Required task 1:
Please transcribe lines from the listing below exactly, starting at the line that contains "of the thin" and ending after the line that contains "Target: background forest", with both of those lines included.

Provided text:
★ ★ ★ ★ ★ ★ ★
Mormor
This
is my mormor – my mother’s mother (the cute kid is my sister 20 years ago – she now looks like this). Her name was Søster Karen Christensen and she was the perfect grandmother.
She was funny and not afraid to use herself as the punch line. Once, in her mid-eighties, in a checkout line, she looked at some parsley and sighed, completely deadpan, “I once looked like that” and calmly continued stacking her groceries while everyone else fell about laughing.
When I was a child and staying with her and morfar (grandpa), I’d sleep with mormor in their bed (morfar took the divan) and I’d be lying in bed, watching her get ready. Every night, after she took out her dentures, I’d pester her to say futtog (“choo-choo train” in Danish). You haven’t lived until you’ve heard how that sounds without teeth. She wouldn’t do it all the time for she understood that the special disappears when it is made routine.
Those times I stayed with mormor and morfar were among the best memories of my childhood. Mormor and I would putter around, go shopping, feed the ducks here, just minutes from her home, go to the cemetery and take care of the graves. At lunch, she would make liver pate sandwiches on dark ryebread and cut them into small bites for the wild cats that lived in the back yard of the building. I would carry the food and she would carry the heated milk she served with it and dozens of cats would come twine themselves around her.
★ ★ ★ ★ ★ ★ ★
Records:
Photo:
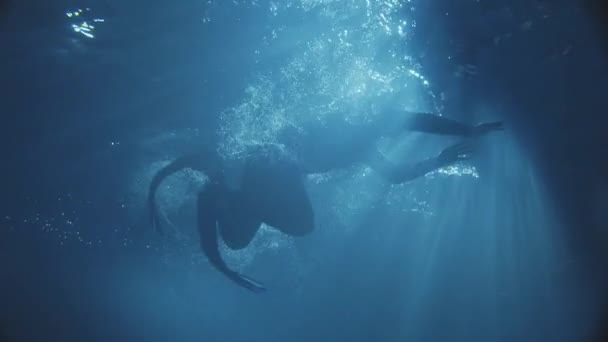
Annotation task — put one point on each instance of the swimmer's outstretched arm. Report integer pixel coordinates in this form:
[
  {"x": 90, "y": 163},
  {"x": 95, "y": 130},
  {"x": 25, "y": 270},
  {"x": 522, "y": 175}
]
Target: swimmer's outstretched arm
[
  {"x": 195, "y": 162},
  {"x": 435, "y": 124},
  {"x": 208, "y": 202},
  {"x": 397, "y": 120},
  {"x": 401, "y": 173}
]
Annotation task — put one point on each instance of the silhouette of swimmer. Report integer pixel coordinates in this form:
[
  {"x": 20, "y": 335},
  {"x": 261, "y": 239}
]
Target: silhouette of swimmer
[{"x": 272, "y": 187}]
★ ★ ★ ★ ★ ★ ★
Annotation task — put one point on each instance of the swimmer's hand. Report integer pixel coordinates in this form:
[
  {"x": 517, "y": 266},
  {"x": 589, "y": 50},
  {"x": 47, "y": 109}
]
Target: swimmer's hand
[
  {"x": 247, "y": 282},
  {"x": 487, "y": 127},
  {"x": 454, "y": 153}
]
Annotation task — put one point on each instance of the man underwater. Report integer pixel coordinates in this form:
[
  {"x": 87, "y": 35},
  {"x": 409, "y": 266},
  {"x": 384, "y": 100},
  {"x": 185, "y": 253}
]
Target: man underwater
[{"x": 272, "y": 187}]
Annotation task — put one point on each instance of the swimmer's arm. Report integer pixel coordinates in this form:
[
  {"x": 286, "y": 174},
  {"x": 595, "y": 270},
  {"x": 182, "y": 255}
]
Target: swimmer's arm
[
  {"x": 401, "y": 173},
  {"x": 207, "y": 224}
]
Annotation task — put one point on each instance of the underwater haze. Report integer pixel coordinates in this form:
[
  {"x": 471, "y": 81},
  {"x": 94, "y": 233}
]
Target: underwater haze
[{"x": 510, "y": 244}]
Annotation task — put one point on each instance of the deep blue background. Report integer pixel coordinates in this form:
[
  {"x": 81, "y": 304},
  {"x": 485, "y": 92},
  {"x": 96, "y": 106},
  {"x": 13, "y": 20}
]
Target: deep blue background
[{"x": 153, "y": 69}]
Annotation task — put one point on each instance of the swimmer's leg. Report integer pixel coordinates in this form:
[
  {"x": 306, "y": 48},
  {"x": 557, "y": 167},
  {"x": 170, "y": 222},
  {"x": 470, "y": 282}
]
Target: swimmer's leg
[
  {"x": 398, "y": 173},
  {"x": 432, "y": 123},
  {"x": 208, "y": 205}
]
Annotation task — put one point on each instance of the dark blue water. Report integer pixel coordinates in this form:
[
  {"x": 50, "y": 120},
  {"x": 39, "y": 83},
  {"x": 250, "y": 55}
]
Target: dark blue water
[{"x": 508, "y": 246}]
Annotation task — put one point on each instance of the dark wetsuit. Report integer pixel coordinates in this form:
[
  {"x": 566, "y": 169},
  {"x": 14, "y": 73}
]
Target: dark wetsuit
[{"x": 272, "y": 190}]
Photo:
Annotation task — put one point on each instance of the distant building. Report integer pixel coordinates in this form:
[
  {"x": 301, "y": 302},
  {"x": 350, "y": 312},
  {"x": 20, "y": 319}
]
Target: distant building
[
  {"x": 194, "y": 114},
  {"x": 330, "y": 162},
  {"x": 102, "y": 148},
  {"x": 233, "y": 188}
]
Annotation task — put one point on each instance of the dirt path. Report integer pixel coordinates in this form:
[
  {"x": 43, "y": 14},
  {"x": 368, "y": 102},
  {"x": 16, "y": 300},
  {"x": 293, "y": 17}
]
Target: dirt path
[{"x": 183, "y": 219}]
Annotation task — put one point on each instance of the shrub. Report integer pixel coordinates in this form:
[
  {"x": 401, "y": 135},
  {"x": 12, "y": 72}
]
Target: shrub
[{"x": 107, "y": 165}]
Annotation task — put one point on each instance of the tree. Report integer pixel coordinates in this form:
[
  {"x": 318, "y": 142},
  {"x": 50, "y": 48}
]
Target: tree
★ ★ ★ ★ ★ ★ ★
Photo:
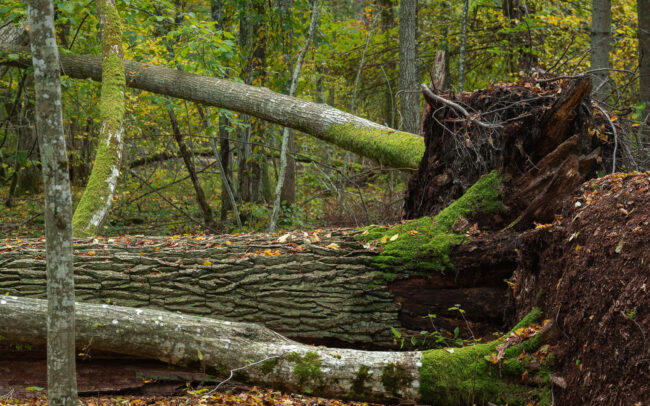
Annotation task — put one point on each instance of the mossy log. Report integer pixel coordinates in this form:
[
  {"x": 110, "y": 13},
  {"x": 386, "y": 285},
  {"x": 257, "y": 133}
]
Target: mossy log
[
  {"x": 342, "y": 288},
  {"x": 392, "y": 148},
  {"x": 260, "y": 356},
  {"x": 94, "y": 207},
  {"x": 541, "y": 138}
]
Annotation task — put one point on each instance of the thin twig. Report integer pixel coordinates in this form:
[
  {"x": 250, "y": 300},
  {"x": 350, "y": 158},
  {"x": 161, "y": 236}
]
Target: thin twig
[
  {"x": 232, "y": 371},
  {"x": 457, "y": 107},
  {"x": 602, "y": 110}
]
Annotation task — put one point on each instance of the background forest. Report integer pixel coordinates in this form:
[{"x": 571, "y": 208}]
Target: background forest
★ ★ ★ ★ ★ ★ ★
Required task 2:
Copy word for word the part of the mormor piece above that begins at the words "She was funny" and stops after "fell about laughing.".

Task answer 1:
Annotation task — put one point on each instance of the thin twig. Report integer pixel coordinates in this form:
[
  {"x": 250, "y": 300},
  {"x": 350, "y": 158},
  {"x": 161, "y": 236}
]
Target: thin twig
[
  {"x": 232, "y": 371},
  {"x": 457, "y": 107},
  {"x": 602, "y": 110}
]
Annotation task — put one point on each instance of the background forest. Report integer pixel coordinates in this form:
[{"x": 571, "y": 208}]
Target: background forest

Task answer 2:
She was funny and not afraid to use herself as the punch line. Once, in her mid-eighties, in a checkout line, she looked at some parsley and sighed, completely deadpan, “I once looked like that” and calmly continued stacking her groceries while everyone else fell about laughing.